__Task requirements__:
(A) Summarize the passage on Lewis's soybean farming in three sentences.
(B) In the passage on Lewis's soybean farming, how many acres of cereal rye does Lewis hope to produce in 2018?

__Selection__:
_____
One of the innovations Lewis uses in his fields is planting twin rows that are seven inches apart, next to an open space of 23 inches, and then another set of seven inch rows. Basically, it is the same set up as 30 inch rows, except the twin, seven inch rows spread the bean seeds over a larger area.

“The non-GMO seed is not hard to get,” Lewis said. “Actually non-GMO seed production is increasing. I grow a variety of soybeans that my buyer wants me to grow.”

Lewis said most seed companies handle both non-GMO and GMO seed.

Lewis, who has been invested in farming for 45 years, said one of the major elements in his bean production is the use of cover crops. “Five years ago when it was so wet and we had preventive planting, I used a cover crop,” he said. “I saw a lot better weed control the next year, so that is why I went to cover crops. The cereal rye I use chokes out the weeds.”

“The cereal rye is drilled in corn stalks after the corn has been harvested. It doesn’t kill out during the winter, but stays green,” Lewis said. “It was more difficult this spring, because it was wet. I really didn’t want the rye to get so tall. It was a challenge for the planter, but it handled it fine. With cover crops, every year is different, it’s what the weather dictates.”

After planting, Lewis sprays a burn down and a pre-emergent herbicide. “I have to use older herbicides on my crops,” he said.

A side income has developed with the use of Lewis’ cover crops. This year, he planted 10.5 acres of cereal rye that will be used for seed in the upcoming year. In 2018, Lewis hopes to increase his production of cereal rye to 40 acres. He not only raises rye for a seed dealer, but he uses the tall grass straw from the combined rye for bedding in his livestock operations.
_____
__Extracted material__:
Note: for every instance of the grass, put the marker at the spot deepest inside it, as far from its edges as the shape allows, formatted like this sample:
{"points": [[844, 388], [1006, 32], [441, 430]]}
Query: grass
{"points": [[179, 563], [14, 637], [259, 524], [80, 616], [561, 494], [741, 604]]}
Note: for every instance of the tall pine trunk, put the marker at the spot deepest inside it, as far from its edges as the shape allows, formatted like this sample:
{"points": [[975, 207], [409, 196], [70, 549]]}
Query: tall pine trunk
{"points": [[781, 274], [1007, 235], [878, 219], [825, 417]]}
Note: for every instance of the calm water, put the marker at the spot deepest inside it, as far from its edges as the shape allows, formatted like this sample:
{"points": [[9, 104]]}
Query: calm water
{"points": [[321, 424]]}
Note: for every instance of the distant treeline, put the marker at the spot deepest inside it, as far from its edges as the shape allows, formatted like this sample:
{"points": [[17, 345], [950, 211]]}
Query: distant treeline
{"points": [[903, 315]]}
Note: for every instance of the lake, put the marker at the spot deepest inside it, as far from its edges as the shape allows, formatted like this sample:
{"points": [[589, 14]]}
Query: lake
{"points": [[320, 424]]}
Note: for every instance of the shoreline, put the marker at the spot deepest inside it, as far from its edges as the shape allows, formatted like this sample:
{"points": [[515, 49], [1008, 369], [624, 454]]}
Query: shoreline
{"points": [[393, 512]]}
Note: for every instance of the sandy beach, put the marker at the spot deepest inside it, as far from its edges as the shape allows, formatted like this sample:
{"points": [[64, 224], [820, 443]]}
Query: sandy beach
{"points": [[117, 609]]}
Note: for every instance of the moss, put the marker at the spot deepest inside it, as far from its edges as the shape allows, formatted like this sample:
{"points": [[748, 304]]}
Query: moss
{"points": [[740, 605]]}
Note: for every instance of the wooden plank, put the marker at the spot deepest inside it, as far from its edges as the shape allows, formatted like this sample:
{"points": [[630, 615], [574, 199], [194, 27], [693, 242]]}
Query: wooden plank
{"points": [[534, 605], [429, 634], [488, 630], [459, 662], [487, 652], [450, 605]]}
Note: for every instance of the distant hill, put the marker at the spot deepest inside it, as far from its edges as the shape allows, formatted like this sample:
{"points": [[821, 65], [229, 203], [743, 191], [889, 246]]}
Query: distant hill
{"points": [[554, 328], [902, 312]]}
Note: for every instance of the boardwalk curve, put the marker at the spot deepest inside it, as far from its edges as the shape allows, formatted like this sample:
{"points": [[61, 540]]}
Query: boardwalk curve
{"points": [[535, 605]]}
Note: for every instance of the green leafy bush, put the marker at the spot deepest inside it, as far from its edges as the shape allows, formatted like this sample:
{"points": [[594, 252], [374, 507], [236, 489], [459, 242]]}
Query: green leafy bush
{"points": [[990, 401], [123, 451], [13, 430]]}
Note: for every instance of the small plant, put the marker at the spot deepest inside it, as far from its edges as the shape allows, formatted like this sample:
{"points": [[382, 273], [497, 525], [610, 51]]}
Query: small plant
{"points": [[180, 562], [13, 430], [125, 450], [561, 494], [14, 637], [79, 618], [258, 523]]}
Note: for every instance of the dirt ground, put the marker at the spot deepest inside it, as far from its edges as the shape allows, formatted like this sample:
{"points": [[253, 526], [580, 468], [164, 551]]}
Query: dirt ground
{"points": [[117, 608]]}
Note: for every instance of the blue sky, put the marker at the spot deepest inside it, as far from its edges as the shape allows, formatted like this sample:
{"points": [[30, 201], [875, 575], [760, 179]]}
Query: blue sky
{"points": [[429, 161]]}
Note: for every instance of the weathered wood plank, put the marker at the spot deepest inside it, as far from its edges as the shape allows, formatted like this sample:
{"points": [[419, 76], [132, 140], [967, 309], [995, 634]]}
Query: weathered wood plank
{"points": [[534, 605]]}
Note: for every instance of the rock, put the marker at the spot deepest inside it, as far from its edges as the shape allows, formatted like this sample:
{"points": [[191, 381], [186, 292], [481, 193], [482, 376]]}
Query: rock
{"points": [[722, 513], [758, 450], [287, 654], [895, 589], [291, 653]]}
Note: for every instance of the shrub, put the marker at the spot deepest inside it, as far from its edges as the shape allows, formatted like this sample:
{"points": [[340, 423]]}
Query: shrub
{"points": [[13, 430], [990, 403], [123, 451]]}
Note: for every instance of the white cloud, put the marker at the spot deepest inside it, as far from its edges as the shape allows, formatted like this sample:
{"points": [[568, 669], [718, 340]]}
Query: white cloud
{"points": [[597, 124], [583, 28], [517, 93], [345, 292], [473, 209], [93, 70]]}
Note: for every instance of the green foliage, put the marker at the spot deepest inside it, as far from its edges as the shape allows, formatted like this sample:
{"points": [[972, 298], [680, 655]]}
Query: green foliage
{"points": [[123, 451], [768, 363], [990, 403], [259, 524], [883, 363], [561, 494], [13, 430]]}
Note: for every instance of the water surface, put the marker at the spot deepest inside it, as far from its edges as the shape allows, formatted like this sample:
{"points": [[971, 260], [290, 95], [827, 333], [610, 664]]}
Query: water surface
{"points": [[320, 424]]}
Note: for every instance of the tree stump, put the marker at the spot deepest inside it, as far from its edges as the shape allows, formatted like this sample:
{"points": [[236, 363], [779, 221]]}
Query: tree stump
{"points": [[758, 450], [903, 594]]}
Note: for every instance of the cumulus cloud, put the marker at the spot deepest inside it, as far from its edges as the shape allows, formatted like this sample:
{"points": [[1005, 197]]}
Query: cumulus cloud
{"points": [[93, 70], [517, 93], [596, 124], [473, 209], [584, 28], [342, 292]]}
_____
__Exercise responses__:
(A) Lewis plants soybeans in twin rows set seven inches apart with 23-inch gaps between pairs, which spreads the seed over a larger area than standard 30-inch rows. He grows non-GMO soybeans, whose seed is not hard to get. He uses cereal rye as a cover crop to choke out weeds, and he also grows the rye for seed and uses its straw as livestock bedding.

(B) 40 acres.